§ **Aim**
Count the lines below that contain the word "distant" and give only that number.

§ **The input**
◇ ◇ ◇ ◇

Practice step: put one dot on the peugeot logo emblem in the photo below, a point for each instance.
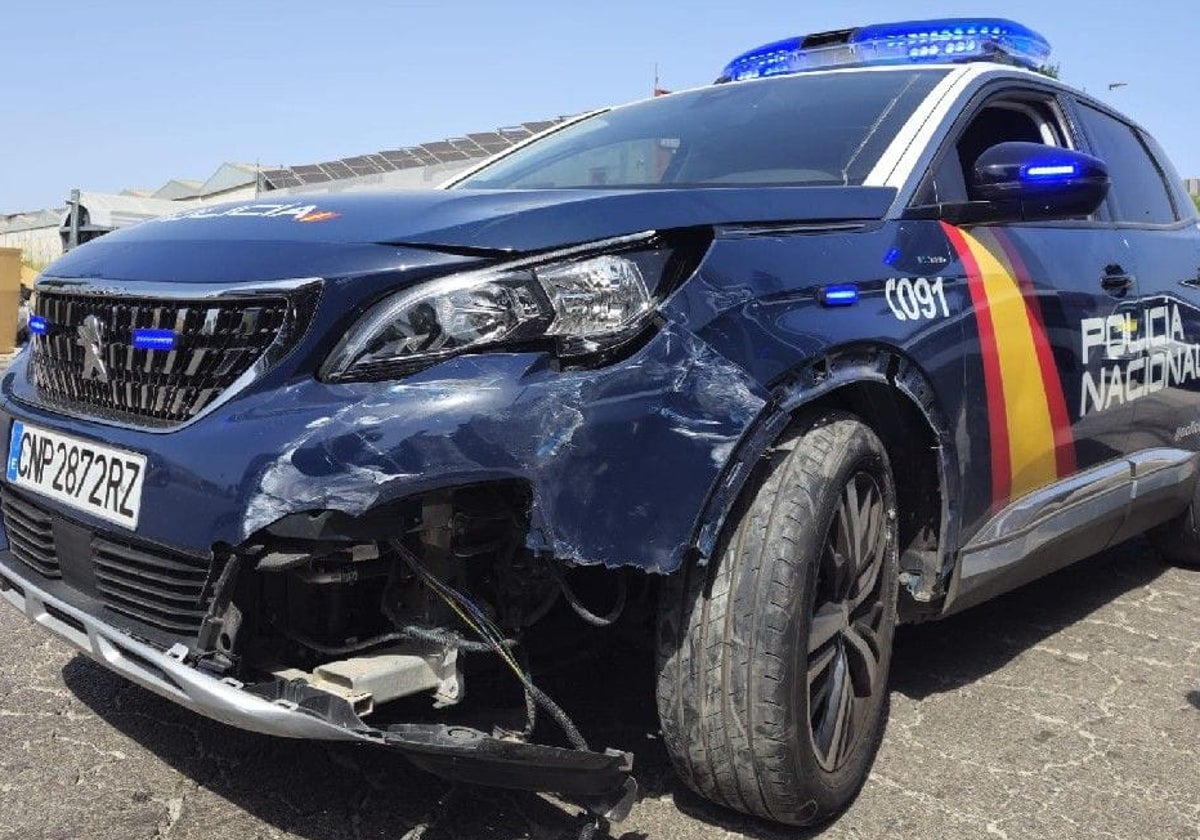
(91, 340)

◇ ◇ ◇ ◇

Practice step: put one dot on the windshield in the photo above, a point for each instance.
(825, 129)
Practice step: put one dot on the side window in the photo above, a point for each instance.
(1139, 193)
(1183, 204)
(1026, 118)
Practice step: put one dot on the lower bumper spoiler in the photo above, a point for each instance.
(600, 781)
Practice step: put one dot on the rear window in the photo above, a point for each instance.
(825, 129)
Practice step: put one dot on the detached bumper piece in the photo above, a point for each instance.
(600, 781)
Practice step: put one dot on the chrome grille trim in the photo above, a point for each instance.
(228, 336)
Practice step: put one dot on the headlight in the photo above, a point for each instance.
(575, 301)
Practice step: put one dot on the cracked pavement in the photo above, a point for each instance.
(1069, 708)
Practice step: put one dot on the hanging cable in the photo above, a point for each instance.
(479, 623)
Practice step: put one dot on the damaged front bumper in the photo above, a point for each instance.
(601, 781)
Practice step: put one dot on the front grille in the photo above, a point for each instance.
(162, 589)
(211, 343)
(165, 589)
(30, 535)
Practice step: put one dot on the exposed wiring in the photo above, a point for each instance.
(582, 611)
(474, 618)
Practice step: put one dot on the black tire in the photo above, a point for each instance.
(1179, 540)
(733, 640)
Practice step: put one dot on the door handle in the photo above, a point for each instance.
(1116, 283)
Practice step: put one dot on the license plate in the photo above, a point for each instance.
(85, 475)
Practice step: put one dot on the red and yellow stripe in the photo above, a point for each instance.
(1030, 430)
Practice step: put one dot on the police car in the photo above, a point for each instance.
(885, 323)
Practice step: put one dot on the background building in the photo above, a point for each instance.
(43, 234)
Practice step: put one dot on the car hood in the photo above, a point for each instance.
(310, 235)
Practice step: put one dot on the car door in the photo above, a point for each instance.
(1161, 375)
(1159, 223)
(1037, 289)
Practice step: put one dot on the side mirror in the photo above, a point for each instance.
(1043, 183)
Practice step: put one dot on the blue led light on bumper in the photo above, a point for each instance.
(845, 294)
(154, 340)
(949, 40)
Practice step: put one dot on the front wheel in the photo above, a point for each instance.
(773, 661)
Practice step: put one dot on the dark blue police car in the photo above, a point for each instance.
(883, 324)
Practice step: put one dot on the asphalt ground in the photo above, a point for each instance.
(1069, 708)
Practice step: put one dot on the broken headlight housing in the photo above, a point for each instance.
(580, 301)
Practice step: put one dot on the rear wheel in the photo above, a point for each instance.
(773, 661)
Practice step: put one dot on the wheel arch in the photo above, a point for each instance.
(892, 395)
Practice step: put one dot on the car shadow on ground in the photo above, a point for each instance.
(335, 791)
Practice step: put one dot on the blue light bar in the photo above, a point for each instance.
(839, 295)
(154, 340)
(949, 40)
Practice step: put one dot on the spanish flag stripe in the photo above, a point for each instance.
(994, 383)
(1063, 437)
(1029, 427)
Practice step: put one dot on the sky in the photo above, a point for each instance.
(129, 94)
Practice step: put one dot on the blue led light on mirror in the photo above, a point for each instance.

◇ ◇ ◇ ◇

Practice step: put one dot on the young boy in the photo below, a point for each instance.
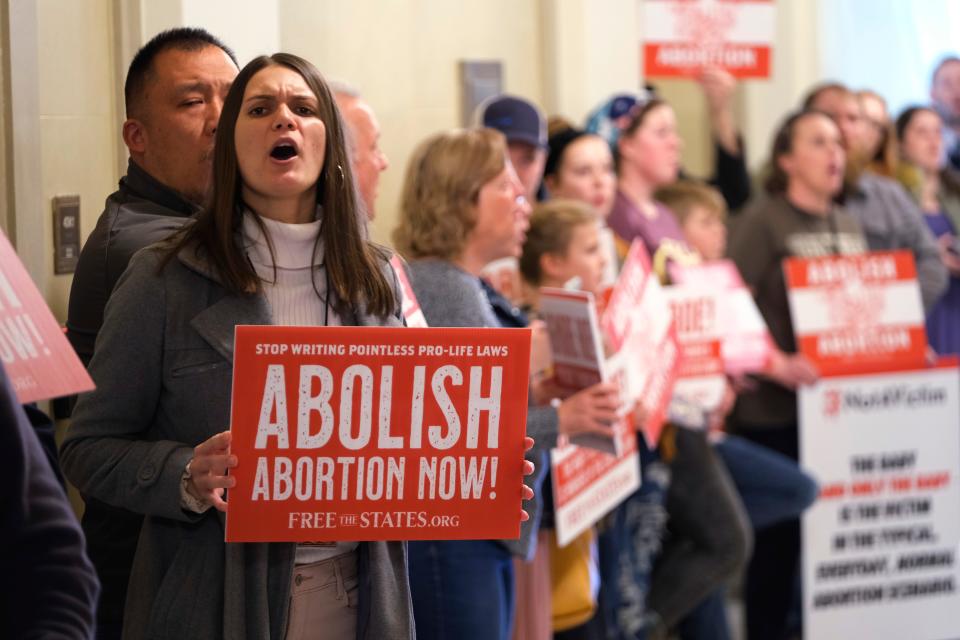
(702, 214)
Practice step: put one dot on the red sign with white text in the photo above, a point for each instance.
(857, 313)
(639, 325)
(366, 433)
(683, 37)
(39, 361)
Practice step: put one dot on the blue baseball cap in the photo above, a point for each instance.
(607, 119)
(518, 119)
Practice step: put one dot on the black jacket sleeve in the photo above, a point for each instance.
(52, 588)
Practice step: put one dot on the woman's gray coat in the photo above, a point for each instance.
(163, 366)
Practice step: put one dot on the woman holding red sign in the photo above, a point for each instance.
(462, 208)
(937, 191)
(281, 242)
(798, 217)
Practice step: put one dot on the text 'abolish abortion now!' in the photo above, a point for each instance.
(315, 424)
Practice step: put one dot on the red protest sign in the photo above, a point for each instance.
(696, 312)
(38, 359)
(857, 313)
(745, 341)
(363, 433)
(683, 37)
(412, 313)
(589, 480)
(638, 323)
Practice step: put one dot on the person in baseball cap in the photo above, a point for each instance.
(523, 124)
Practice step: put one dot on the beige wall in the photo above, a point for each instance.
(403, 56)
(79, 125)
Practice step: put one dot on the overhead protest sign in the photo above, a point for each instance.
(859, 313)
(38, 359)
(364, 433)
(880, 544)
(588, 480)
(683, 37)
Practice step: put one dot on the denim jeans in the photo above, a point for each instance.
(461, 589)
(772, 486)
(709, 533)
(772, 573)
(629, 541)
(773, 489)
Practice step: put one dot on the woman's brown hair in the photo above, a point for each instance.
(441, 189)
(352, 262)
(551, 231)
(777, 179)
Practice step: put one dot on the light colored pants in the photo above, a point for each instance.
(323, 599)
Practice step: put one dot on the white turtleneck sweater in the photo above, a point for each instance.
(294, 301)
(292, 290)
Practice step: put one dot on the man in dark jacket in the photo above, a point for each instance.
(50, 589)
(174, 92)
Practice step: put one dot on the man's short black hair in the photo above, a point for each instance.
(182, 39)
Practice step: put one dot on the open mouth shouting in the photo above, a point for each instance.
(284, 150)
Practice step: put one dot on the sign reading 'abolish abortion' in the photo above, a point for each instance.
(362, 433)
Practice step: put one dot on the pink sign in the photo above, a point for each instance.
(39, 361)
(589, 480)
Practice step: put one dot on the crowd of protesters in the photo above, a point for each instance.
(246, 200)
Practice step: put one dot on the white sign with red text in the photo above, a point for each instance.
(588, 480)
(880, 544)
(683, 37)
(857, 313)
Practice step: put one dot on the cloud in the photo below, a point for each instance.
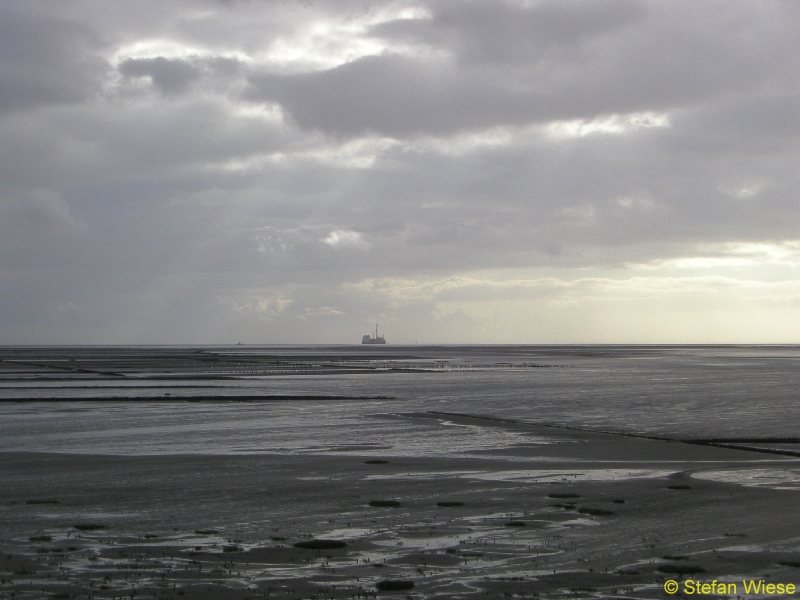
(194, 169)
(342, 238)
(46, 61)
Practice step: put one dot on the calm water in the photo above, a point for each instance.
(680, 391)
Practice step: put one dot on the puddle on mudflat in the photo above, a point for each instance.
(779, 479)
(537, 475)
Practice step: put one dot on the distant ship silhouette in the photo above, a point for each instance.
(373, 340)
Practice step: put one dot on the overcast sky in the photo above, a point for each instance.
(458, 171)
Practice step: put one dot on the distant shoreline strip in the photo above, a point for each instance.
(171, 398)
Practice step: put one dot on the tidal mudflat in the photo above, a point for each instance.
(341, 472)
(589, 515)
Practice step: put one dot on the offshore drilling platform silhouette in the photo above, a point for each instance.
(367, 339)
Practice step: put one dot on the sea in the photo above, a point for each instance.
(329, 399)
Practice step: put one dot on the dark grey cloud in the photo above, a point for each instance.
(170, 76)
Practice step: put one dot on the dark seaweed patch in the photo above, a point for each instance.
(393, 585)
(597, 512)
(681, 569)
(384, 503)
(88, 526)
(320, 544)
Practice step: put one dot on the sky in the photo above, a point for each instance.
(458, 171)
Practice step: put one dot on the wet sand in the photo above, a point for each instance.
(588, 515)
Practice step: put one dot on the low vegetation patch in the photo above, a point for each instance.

◇ ◇ ◇ ◇

§ **Exercise result**
2